- _Task instructions_
Exactly as written, set down every entry once more.

(Dataset items)
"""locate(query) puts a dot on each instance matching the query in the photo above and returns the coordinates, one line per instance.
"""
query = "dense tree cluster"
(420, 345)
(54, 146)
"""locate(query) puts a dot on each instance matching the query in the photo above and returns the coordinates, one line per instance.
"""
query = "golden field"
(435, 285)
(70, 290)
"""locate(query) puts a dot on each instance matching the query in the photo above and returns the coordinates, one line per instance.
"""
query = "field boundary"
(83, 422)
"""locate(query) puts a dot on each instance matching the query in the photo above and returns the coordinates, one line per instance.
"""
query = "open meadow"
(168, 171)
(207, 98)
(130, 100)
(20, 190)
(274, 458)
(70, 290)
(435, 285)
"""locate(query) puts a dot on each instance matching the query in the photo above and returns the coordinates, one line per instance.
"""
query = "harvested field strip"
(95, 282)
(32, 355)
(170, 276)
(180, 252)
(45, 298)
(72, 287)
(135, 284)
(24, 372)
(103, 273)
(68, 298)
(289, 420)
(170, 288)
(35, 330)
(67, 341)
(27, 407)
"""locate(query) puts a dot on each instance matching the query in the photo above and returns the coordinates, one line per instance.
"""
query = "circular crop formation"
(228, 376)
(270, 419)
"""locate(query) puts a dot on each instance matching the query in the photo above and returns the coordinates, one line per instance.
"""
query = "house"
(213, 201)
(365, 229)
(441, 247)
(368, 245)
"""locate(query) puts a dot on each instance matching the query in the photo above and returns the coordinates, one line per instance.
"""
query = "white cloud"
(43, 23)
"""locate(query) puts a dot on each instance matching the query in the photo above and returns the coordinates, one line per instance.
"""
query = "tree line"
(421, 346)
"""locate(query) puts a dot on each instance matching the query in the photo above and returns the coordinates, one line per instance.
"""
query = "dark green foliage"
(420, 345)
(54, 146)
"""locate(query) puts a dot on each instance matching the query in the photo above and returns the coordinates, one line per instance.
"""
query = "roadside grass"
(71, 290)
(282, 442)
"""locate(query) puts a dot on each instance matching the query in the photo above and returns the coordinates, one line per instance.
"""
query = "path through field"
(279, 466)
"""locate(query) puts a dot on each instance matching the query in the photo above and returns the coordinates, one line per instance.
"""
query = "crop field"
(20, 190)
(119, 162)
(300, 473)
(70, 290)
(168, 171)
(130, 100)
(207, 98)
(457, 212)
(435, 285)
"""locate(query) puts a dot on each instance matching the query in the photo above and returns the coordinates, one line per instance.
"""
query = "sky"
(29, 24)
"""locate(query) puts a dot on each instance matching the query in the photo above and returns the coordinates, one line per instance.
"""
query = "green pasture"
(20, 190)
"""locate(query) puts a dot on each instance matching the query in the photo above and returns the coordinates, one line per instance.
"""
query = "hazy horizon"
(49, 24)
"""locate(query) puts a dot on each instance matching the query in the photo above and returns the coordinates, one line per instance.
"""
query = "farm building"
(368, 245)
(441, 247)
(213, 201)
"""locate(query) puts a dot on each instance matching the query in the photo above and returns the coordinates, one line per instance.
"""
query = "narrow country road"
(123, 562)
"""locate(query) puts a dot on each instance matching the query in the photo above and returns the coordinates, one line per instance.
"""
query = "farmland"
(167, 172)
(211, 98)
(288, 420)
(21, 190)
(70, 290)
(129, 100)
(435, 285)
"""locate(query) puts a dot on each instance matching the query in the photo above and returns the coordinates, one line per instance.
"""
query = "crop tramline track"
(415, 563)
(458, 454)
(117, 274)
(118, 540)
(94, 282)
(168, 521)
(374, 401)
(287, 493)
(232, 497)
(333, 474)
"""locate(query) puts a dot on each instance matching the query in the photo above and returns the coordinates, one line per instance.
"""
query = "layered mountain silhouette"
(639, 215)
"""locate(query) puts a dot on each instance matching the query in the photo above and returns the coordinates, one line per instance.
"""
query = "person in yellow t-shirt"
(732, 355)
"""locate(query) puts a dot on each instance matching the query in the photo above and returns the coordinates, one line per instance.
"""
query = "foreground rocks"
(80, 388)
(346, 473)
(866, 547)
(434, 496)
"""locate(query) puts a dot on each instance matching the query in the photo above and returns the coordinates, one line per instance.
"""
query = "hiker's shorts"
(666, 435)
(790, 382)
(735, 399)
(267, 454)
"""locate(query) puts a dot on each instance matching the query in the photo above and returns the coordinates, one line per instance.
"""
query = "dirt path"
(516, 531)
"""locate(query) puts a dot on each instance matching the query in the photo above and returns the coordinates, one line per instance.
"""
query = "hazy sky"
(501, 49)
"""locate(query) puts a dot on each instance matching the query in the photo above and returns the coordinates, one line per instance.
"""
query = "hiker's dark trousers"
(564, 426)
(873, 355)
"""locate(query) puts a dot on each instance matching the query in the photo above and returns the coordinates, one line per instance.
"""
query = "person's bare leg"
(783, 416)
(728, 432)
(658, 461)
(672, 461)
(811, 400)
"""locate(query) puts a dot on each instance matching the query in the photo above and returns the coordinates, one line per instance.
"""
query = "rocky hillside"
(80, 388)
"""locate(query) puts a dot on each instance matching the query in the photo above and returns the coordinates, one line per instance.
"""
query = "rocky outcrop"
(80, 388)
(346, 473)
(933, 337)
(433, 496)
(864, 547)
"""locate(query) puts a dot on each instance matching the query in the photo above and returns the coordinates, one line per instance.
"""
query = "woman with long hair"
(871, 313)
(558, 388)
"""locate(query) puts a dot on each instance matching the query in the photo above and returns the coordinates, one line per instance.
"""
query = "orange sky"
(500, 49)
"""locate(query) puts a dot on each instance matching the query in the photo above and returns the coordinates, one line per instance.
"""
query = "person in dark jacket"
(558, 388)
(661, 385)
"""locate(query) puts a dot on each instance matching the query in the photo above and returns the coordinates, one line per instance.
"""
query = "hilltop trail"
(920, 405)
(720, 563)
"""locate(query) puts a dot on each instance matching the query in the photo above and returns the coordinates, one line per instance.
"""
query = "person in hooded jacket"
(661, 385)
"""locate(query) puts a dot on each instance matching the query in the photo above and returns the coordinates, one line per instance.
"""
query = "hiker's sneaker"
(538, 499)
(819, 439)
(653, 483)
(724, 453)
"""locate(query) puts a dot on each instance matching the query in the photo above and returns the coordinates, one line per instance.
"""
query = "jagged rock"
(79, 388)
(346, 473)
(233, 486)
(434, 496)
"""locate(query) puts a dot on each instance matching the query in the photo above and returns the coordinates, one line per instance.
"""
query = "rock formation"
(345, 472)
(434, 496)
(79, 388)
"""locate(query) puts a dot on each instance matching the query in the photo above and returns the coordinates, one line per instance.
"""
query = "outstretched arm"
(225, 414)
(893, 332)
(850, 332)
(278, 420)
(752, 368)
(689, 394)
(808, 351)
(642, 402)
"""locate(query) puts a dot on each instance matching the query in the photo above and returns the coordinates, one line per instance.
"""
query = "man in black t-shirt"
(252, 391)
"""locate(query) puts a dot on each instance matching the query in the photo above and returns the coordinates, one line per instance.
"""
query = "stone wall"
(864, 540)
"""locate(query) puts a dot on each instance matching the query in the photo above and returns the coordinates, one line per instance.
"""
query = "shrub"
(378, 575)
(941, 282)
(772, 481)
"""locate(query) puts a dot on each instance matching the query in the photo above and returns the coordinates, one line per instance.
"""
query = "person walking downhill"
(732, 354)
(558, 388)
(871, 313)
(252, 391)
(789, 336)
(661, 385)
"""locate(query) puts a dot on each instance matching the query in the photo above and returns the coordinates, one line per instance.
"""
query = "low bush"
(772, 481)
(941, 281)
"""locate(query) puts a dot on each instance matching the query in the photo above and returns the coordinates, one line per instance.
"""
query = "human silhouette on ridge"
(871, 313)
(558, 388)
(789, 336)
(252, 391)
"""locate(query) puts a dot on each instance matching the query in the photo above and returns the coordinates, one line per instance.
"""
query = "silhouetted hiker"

- _Output for this exercise_
"""locate(query) puts a dot on each instance matching the query in the photo above and returns the coordinates, one line per instance.
"""
query = "dense tree cluster"
(420, 345)
(54, 146)
"""locate(query) puts a dot on each instance matching the query in the photo above and returns the coordinates, one line per instance.
"""
query = "golden field"
(435, 285)
(70, 290)
"""locate(query) puts a dot on each instance matching the query in the photo above and returns the coordinates, one line per instance.
"""
query = "field boundary"
(83, 422)
"""locate(query) puts a dot on each instance matching the query in the photo above and returns the coordinates, one line per instance.
"""
query = "open meadow"
(168, 171)
(207, 98)
(130, 100)
(20, 190)
(274, 458)
(70, 290)
(435, 285)
"""locate(query) puts a dot on each instance matching the query in the photo above and returns the coordinates, one line per instance.
"""
query = "harvested field strip"
(95, 282)
(32, 355)
(170, 276)
(180, 252)
(45, 298)
(72, 287)
(135, 284)
(24, 372)
(103, 273)
(68, 298)
(289, 420)
(170, 288)
(35, 330)
(67, 341)
(27, 407)
"""locate(query) puts a dot on each instance matching the query in the photo above and returns the coordinates, one line per instance.
"""
query = "circular crop formation"
(228, 376)
(270, 419)
"""locate(query) puts a dot on each instance matching the query in the photo above and returns the coordinates, one line per instance.
"""
query = "house"
(213, 201)
(365, 229)
(441, 247)
(368, 245)
"""locate(query) puts a dot on each instance matching the query in the photo above and returns the coordinates, one line per instance.
"""
query = "white cloud"
(43, 23)
"""locate(query) puts a dot on each instance matching the query in the photo above and returns the coordinates, one line per instance.
"""
query = "tree line"
(421, 346)
"""locate(query) puts a dot on each instance matching the query in the photo above and returns the coordinates, one line per instance.
"""
query = "dark green foliage"
(420, 345)
(54, 146)
"""locate(query) puts a dot on each instance matching the query in the photo above and returns the coordinates, one line per instance.
"""
query = "roadside grass"
(71, 290)
(282, 442)
"""locate(query) puts a dot on each instance matching the query in the photo above and returns the coordinates, one line per instance.
"""
query = "path through field"
(279, 466)
"""locate(query) puts a dot on each instance matching the query in the photo above and returns the coordinates, one line per instance.
"""
query = "crop field"
(20, 190)
(119, 162)
(300, 473)
(70, 290)
(168, 171)
(130, 100)
(207, 98)
(457, 212)
(435, 285)
"""locate(query) puts a dot on each instance matching the query in the photo above and returns the coordinates, one line per instance.
"""
query = "sky"
(29, 24)
"""locate(query) puts a dot on each instance matching the query in the photo above and returns the coordinates, one line per instance.
"""
query = "green pasture"
(20, 190)
"""locate(query) puts a dot on each instance matching the query in the photo above and returns the coordinates, one line per instance.
"""
query = "hazy horizon"
(49, 24)
"""locate(query) puts a dot on each instance matching the query in the photo above and returns the coordinates, one line per instance.
"""
query = "farm building"
(368, 245)
(441, 247)
(213, 201)
"""locate(query) puts a dot on each instance matching the query in the photo above and returns the coordinates, one line per instance.
"""
query = "narrow country road"
(123, 562)
"""locate(query) puts a dot on each instance matching the query in the photo above and returns the coordinates, one line per instance.
"""
query = "farmland"
(167, 172)
(211, 98)
(288, 420)
(21, 190)
(70, 290)
(129, 100)
(435, 285)
"""locate(query) puts a dot on each instance matching the query in the photo above and returns the coordinates, one line per instance.
"""
query = "crop tramline track"
(415, 563)
(458, 454)
(117, 274)
(118, 540)
(94, 282)
(168, 521)
(374, 401)
(287, 493)
(232, 497)
(333, 474)
"""locate(query) puts a dot on each instance matching the query in the photo above and returns the coordinates, one line per instance.
"""
query = "layered mountain silhouette"
(639, 215)
"""locate(query) puts a dot on each instance matching the query in the photo above and returns the coordinates, one line per instance.
"""
query = "person in yellow t-shirt"
(732, 355)
"""locate(query) puts a dot on each instance matching the query in the photo above and returns the coordinates, one line per instance.
"""
query = "foreground rocks"
(80, 388)
(346, 473)
(866, 547)
(434, 496)
"""locate(query) puts a dot on each instance matching the query in the photo above and returns the coordinates, one line per instance.
"""
query = "hiker's shorts"
(666, 435)
(790, 382)
(735, 399)
(267, 454)
"""locate(query) puts a dot on each instance matching the query in the photo above and returns the coordinates, one line per instance.
"""
query = "dirt path"
(516, 531)
"""locate(query) puts a dot on each instance matching the query in the photo above and returns the coordinates, one line per instance.
"""
query = "hazy sky"
(501, 49)
"""locate(query) puts a dot on each instance matching the query in the photo above and returns the coordinates, one line per instance.
"""
query = "hiker's dark trousers"
(564, 426)
(873, 355)
"""locate(query) puts a dot on each instance matching the query in the photo above and returns the coordinates, one line per instance.
"""
query = "person's bare leg"
(783, 416)
(728, 432)
(658, 461)
(672, 461)
(811, 400)
"""locate(query) puts a dot on each instance matching the query in the photo above and returns the coordinates, one line per instance.
"""
query = "rocky hillside"
(80, 388)
"""locate(query) puts a dot on each instance matching the query in the photo above and returns the coordinates, one line per instance.
"""
query = "rocky outcrop"
(80, 388)
(346, 473)
(933, 337)
(433, 496)
(864, 547)
"""locate(query) puts a dot on each instance matching the query in the photo above and returns the coordinates, one line per instance.
"""
query = "woman with long hair"
(871, 313)
(558, 388)
"""locate(query) puts a dot on each instance matching the query in the photo above and returns the coordinates, one line per instance.
"""
query = "orange sky"
(500, 49)
"""locate(query) puts a dot on each instance matching the query in the photo above and returns the coordinates, one line per instance.
"""
query = "person in dark jacket"
(558, 388)
(661, 385)
"""locate(query) puts a dot on each instance matching the query in the photo above and returns the coordinates, one line per instance.
"""
query = "hilltop trail"
(920, 405)
(720, 563)
"""locate(query) puts a dot on each instance matching the query in the photo above and returns the coordinates, one line per instance.
"""
query = "person in hooded jacket"
(661, 385)
"""locate(query) puts a dot on each instance matching the query in the photo above and returns the coordinates, one line per instance.
"""
query = "hiker's sneaker"
(538, 499)
(819, 439)
(653, 483)
(724, 453)
"""locate(query) puts a dot on each instance matching the query in the photo above and returns the coordinates, one line per instance.
"""
query = "jagged rock"
(79, 388)
(346, 473)
(233, 486)
(434, 496)
"""locate(query) puts a dot on each instance matching the query in the photo above and returns the coordinates, one line per instance.
"""
query = "rock formation"
(345, 472)
(434, 496)
(79, 388)
"""locate(query) puts a dot on each instance matching the query in the photo above and returns the coordinates, one line per instance.
"""
query = "outstretched arm"
(225, 414)
(893, 332)
(850, 332)
(278, 420)
(752, 368)
(689, 394)
(808, 351)
(642, 402)
"""locate(query) puts a dot on each instance matching the query in the photo above and returns the coordinates, one line per instance.
"""
query = "man in black t-shirt"
(252, 391)
"""locate(query) puts a dot on each instance matching the query in the photo above and returns the coordinates, one line per instance.
"""
query = "stone wall"
(864, 540)
"""locate(query) puts a dot on each instance matching the query in the photo above and returns the coordinates, one line per instance.
"""
query = "shrub"
(378, 575)
(941, 282)
(772, 481)
"""locate(query) puts a dot on each instance matching the query in the photo above and returns the coordinates, one line per instance.
"""
query = "person walking downhill"
(732, 354)
(558, 388)
(871, 313)
(252, 391)
(789, 336)
(661, 385)
"""locate(query) puts a dot on each instance matching the query in the photo above and returns the coordinates, one line per instance.
"""
query = "low bush"
(772, 481)
(941, 281)
"""locate(query) puts a dot on each instance matching the query in the photo above and returns the coordinates, one line per instance.
"""
query = "human silhouette on ridge"
(871, 313)
(558, 388)
(789, 336)
(252, 391)
"""locate(query) puts a dot on each instance matching the query in the photo above and returns the coordinates, one line per instance.
"""
query = "silhouetted hiker"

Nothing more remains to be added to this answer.